++++ Text provided

WEST CHESTER, PA — State Senator Andy Dinniman said today he supports legislation to repeal Pennsylvania’s 2017 fireworks law after fireworks accidents have led to injuries, claimed lives, and resulted in fires and significant property damage in just the past few weeks.
“The ongoing and near-constant use of powerful fireworks in a disrespectful and downright careless manner has become a more than a nuisance – it’s a danger,” Dinniman said. “The intense noise, light, and smoke have a negative impact on senior citizens, young children, veterans, those with special needs, those suffering from post-traumatic stress disorder, and pets and animals.”
Pennsylvania’s fireworks law was loosened two years ago to allow larger and more powerful “Class C” consumer-grade fireworks including aerial devices like rockets, mortars, roman candles, and powerful firecrackers containing up to 50 milligrams of explosive material. Previously, Pennsylvania law only allowed sparklers and non-airborne novelties.
Dinniman opposed the measure, which was added in Act 43, a tax code bill passed as part of the state budget. It was designed to fill a budget gap by raising revenue through expanded licensing and fees, including a 12 percent tax on sales of consumer fireworks, in addition to the state’s traditional 6 percent sales tax. Between the end of 2017 and mid-2019, the tax raised $8.2 million in revenue. Preliminary estimates show it is on track to bring in about that much in 2019-20.

++++++++

Problems to solve ::
A. According to the article on Pennsylvania's fireworks law, why was the 2017 expansion of consumer fireworks included in Act 43? Answer in one to three sentences.
B. Continue the article on Pennsylvania's fireworks law from its final sentence.

++++ Provided information

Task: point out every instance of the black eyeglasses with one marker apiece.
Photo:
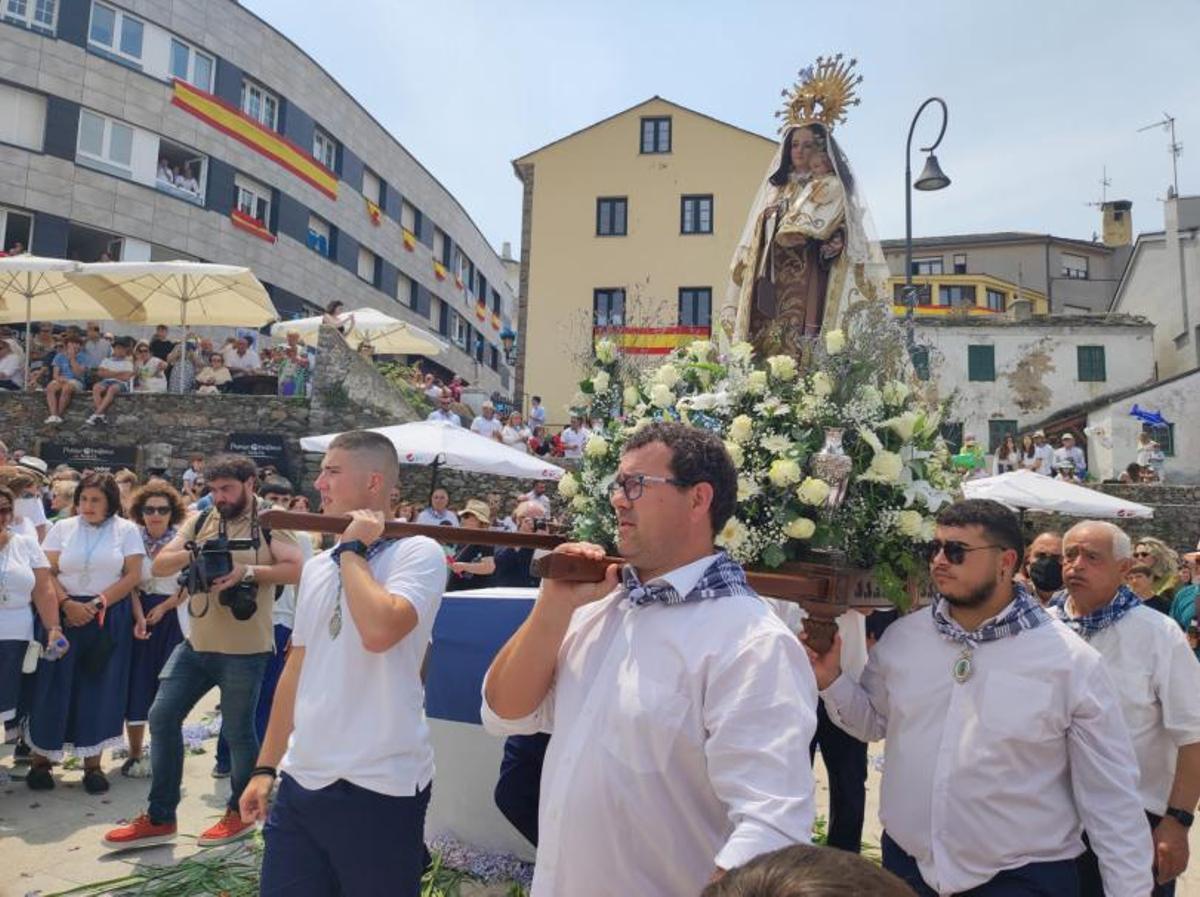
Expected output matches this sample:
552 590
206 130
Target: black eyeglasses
955 552
634 486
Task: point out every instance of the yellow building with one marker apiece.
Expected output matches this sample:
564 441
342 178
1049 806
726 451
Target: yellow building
628 226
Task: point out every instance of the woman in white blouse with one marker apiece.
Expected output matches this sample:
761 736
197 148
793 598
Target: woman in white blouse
24 584
515 434
78 700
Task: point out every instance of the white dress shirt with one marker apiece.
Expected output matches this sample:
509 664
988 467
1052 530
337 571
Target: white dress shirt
1005 769
681 745
1158 687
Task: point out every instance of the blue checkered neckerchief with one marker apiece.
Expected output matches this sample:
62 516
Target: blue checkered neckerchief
1025 613
1087 625
723 577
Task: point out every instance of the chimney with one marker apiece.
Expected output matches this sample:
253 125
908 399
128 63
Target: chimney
1117 222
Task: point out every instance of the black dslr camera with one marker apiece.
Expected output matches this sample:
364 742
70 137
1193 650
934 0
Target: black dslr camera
213 559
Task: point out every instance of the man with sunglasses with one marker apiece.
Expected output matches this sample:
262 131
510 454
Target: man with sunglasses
1157 675
681 706
1003 741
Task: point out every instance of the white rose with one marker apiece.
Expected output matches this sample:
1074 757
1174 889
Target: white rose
895 392
910 523
801 528
821 384
783 367
813 491
661 396
741 428
736 453
784 473
667 375
568 487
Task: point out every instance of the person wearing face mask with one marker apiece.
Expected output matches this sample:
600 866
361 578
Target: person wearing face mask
1043 565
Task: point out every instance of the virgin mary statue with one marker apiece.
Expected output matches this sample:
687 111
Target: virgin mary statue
808 252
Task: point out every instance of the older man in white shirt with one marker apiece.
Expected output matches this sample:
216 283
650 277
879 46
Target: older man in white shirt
1158 687
682 709
1003 738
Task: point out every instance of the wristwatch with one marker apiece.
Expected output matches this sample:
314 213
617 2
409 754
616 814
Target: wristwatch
1181 816
355 546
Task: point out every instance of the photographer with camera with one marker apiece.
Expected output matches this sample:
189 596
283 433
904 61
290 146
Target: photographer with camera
231 566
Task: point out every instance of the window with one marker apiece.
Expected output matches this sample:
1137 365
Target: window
612 216
115 31
996 433
367 264
695 306
372 187
1074 268
696 215
22 118
252 199
106 142
657 134
190 65
981 362
1163 435
1091 363
319 235
40 14
261 104
609 307
957 296
324 149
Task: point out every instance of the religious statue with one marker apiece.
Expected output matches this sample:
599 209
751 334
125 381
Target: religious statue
807 252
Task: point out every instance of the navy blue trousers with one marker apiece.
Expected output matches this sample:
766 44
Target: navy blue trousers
343 840
520 784
1038 879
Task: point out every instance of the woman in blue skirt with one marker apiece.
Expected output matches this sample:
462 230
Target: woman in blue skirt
24 583
157 510
78 700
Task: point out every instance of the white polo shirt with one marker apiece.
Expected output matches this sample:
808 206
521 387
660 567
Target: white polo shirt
360 715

++++++++

Answers given ::
A. The expansion was meant to close a gap in the state budget by raising revenue. That revenue came from broader licensing and fees, including a 12 percent tax on consumer fireworks sales on top of the state's usual 6 percent sales tax.

B.
“We cannot put a price tag on the health, safety, and peace of mind of our residents, families, and communities,” Dinniman said. “Throughout this summer and especially following the July 4th weekend, my office has heard from dozens of residents who are fed up and living on edge. Some are even living in fear. Fireworks can be fun when used safely and respectfully, but that doesn’t appear to be happening.”
Over this past weekend, fireworks caused $100,000 damage in a fire that destroyed several garages in Lancaster, according to fire officials. Fortunately, no injuries were reported.
During the month of June, two people tragically died in fireworks accidents in Pennsylvania, including a 31-year-old man in Scranton and a 50-year-old Lehigh Valley man, according to reports.
And in late June, fireworks sparked multiple brush fires in Gettysburg.
Earlier this month, the Pennsylvania Senate overwhelmingly approved a bill that would give officials in Philadelphia, Pittsburgh, Scranton, Allentown, Erie, Reading, Bethlehem, Lancaster, and Bensalem Township the option of banning the use of consumer fireworks within their borders.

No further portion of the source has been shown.